>> start Data shown

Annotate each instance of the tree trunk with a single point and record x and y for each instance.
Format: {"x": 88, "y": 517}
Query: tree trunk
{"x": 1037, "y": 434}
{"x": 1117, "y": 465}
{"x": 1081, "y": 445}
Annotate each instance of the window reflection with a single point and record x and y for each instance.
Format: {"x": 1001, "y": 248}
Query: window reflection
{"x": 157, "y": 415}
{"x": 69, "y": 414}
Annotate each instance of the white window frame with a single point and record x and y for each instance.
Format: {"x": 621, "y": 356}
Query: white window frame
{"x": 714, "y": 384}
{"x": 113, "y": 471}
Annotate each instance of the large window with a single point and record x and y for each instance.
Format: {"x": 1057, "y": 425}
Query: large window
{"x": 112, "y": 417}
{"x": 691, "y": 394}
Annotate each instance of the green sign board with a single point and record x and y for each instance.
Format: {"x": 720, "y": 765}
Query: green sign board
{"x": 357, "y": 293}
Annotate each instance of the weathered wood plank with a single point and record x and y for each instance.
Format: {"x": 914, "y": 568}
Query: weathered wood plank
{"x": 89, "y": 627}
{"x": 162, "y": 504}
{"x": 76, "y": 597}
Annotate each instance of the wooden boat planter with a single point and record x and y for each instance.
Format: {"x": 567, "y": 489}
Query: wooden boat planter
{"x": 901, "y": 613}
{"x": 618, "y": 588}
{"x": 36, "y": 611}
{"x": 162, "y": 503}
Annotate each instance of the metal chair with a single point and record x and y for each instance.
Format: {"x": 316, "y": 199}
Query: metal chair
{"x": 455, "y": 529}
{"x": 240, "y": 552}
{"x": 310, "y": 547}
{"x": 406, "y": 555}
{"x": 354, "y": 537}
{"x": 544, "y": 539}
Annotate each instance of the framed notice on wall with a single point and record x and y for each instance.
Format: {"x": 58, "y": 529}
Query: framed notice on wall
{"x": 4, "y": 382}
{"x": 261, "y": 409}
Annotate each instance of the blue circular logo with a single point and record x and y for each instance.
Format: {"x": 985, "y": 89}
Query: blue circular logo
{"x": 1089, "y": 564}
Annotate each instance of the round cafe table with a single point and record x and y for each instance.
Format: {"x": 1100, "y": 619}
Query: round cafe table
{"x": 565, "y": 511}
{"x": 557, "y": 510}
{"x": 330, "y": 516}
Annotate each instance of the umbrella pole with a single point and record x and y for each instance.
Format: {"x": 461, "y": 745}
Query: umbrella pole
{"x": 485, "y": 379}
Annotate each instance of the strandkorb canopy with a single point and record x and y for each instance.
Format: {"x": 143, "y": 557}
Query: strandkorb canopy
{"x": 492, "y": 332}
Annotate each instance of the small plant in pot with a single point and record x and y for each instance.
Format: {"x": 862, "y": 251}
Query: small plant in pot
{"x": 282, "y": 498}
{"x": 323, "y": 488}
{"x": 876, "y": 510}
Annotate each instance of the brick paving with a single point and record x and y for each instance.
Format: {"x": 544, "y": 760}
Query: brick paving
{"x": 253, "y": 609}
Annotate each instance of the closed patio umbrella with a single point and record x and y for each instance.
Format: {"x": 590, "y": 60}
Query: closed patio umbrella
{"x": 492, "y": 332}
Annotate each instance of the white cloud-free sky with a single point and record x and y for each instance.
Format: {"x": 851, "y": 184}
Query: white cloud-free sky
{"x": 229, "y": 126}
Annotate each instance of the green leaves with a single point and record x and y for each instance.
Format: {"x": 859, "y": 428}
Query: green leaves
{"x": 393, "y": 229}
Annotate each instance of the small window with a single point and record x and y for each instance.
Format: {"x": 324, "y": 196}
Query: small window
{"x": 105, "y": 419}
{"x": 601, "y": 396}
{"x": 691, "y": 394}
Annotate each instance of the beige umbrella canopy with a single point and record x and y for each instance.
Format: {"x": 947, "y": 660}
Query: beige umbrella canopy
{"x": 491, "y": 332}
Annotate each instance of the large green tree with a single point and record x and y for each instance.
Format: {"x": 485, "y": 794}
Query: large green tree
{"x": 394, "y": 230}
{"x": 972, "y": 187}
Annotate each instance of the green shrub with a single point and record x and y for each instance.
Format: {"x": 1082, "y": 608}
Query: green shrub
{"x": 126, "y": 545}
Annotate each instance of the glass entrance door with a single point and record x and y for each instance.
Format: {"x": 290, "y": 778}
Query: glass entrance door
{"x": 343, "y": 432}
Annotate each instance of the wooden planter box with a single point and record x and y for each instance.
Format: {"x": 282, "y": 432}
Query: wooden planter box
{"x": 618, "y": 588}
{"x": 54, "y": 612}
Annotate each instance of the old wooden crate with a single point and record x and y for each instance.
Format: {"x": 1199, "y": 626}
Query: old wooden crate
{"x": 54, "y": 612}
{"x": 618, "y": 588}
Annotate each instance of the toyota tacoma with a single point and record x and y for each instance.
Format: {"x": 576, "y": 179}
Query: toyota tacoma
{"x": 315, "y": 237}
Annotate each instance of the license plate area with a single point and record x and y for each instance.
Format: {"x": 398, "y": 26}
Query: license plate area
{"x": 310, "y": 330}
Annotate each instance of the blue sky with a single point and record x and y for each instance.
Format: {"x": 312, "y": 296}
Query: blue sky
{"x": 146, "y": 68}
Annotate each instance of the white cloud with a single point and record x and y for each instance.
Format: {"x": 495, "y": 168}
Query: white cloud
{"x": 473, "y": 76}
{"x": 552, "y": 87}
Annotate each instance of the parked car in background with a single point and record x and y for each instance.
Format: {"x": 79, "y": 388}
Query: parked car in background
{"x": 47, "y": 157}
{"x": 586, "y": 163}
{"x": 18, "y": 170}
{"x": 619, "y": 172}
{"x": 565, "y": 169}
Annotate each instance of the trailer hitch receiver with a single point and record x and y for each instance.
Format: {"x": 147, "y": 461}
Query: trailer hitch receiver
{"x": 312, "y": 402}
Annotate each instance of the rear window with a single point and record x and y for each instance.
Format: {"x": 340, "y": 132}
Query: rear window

>> end Data shown

The task:
Repeat the records above in full, character for character.

Exercise solution:
Annotate each instance of the tree trunk with a single point and record x and y for each instance.
Format: {"x": 88, "y": 517}
Query: tree trunk
{"x": 1037, "y": 434}
{"x": 1117, "y": 465}
{"x": 1081, "y": 445}
Annotate each instance of the window reflection with a single point and record x and y for each instance.
Format: {"x": 1001, "y": 248}
Query: window reflection
{"x": 157, "y": 415}
{"x": 69, "y": 414}
Annotate each instance of the white window frame with a single point and record x and y for each instance.
Format: {"x": 621, "y": 356}
Query: white window frame
{"x": 714, "y": 384}
{"x": 113, "y": 471}
Annotate each instance of the large window with a single point and record x and y for each instance.
Format: {"x": 1057, "y": 425}
Query: large window
{"x": 112, "y": 417}
{"x": 691, "y": 394}
Annotate each instance of the green sign board with a single point and record x and y for each instance.
Format: {"x": 720, "y": 765}
Query: green sign board
{"x": 357, "y": 293}
Annotate each instance of the weathered wood plank with a single point and record x and y for each instance.
Format: {"x": 914, "y": 568}
Query: weathered wood plank
{"x": 89, "y": 627}
{"x": 162, "y": 504}
{"x": 76, "y": 597}
Annotate each instance of the wooden boat planter with a single point and record x and y for each instance.
Format: {"x": 567, "y": 489}
Query: wooden boat planter
{"x": 901, "y": 613}
{"x": 618, "y": 588}
{"x": 36, "y": 611}
{"x": 162, "y": 503}
Annotate each instance of the metal chair with a single point and record x and y for each instance.
Format: {"x": 316, "y": 199}
Query: metal chair
{"x": 455, "y": 529}
{"x": 240, "y": 552}
{"x": 310, "y": 547}
{"x": 406, "y": 555}
{"x": 354, "y": 537}
{"x": 544, "y": 539}
Annotate each instance of the framed notice on wall with a single point and record x and y for each instance.
Format: {"x": 58, "y": 529}
Query: framed notice on wall
{"x": 4, "y": 382}
{"x": 261, "y": 409}
Annotate each instance of the blue circular logo with a single point and record x and y for each instance.
Format: {"x": 985, "y": 89}
Query: blue circular logo
{"x": 1089, "y": 564}
Annotate each instance of the round cafe table with a single point and record x and y for each instance.
Format: {"x": 1100, "y": 619}
Query: round cafe table
{"x": 565, "y": 511}
{"x": 557, "y": 510}
{"x": 330, "y": 516}
Annotate each instance of the umbrella pole with a single point and record x and y for each instance.
Format: {"x": 461, "y": 745}
Query: umbrella pole
{"x": 485, "y": 379}
Annotate each instance of the strandkorb canopy with a single point and record x and y for each instance.
Format: {"x": 143, "y": 557}
Query: strandkorb canopy
{"x": 492, "y": 332}
Annotate each instance of the small plant in pot with a single point and record x and y for each instance.
Format: {"x": 862, "y": 251}
Query: small plant in pot
{"x": 282, "y": 498}
{"x": 323, "y": 488}
{"x": 876, "y": 510}
Annotate each instance of the brick paving with a single point and record x and y for each instance.
Format: {"x": 544, "y": 760}
Query: brick paving
{"x": 253, "y": 609}
Annotate each instance of the closed patio umbrella with a single point and record x and y for each instance.
Format: {"x": 590, "y": 60}
Query: closed patio umbrella
{"x": 492, "y": 332}
Annotate each instance of the white cloud-free sky with a single point and record x and y for each instance.
Format: {"x": 851, "y": 184}
Query: white cloud-free sky
{"x": 229, "y": 126}
Annotate each instance of the green leaves with a single point and record x and y for each instance.
Format: {"x": 859, "y": 428}
Query: green leaves
{"x": 393, "y": 229}
Annotate each instance of the small window with a single point and record x and y for each instance.
Format: {"x": 324, "y": 196}
Query: small window
{"x": 105, "y": 419}
{"x": 601, "y": 396}
{"x": 691, "y": 394}
Annotate each instance of the beige umbrella canopy with a single point and record x and y for each instance.
Format: {"x": 947, "y": 660}
Query: beige umbrella canopy
{"x": 491, "y": 332}
Annotate each instance of the large green tree with a single point and record x and y for each instance.
Format: {"x": 485, "y": 794}
Query: large green tree
{"x": 394, "y": 230}
{"x": 972, "y": 187}
Annotate each instance of the green shrub with a single point and record x and y for each instance.
Format: {"x": 1082, "y": 608}
Query: green shrub
{"x": 126, "y": 545}
Annotate each instance of the glass entrance door with a single point and record x and y for each instance.
Format: {"x": 290, "y": 778}
Query: glass entrance door
{"x": 343, "y": 432}
Annotate each instance of the wooden planter box with a single point and record x and y for each instance.
Format: {"x": 282, "y": 432}
Query: wooden planter box
{"x": 618, "y": 588}
{"x": 54, "y": 612}
Annotate each instance of the old wooden crate with a single point and record x and y for each instance.
Format: {"x": 1199, "y": 626}
Query: old wooden crate
{"x": 54, "y": 612}
{"x": 618, "y": 588}
Annotate each instance of the toyota tacoma with a single point and record x and y for each instance.
Format: {"x": 576, "y": 179}
Query: toyota tacoma
{"x": 315, "y": 237}
Annotate each instance of the license plate area with a single point and record x and y for each instance.
Format: {"x": 398, "y": 26}
Query: license plate area
{"x": 310, "y": 330}
Annotate each instance of the blue sky with a single point and record x and y for each instance.
Format: {"x": 312, "y": 296}
Query: blue sky
{"x": 146, "y": 68}
Annotate each instance of the white cloud with a single point and record x and y for each instance.
Format: {"x": 495, "y": 168}
Query: white cloud
{"x": 473, "y": 76}
{"x": 552, "y": 87}
Annotate each instance of the parked car in background with a single point and record x and y for each instance.
Format: {"x": 79, "y": 388}
Query: parked car in background
{"x": 47, "y": 157}
{"x": 586, "y": 163}
{"x": 18, "y": 170}
{"x": 619, "y": 172}
{"x": 565, "y": 169}
Annotate each instance of the trailer hitch receiver with a single point and record x and y for each instance.
Format: {"x": 147, "y": 461}
Query: trailer hitch receiver
{"x": 312, "y": 402}
Annotate each instance of the rear window with a single point and record x and y for each instance.
Format: {"x": 340, "y": 132}
Query: rear window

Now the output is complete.